▼

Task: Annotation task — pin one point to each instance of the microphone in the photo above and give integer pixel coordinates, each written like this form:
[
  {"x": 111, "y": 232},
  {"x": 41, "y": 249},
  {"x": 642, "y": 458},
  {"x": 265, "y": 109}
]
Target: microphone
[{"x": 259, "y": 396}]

▲

→ 作業指示: 上の一覧を、初めから終わりまで一字一句変えずに書き写してください。

→ 解答:
Task: Annotation task — pin one point to each instance of the microphone in the photo above and give integer pixel coordinates, each written like this form:
[
  {"x": 111, "y": 232},
  {"x": 41, "y": 249},
  {"x": 642, "y": 458},
  {"x": 265, "y": 109}
]
Target: microphone
[{"x": 259, "y": 396}]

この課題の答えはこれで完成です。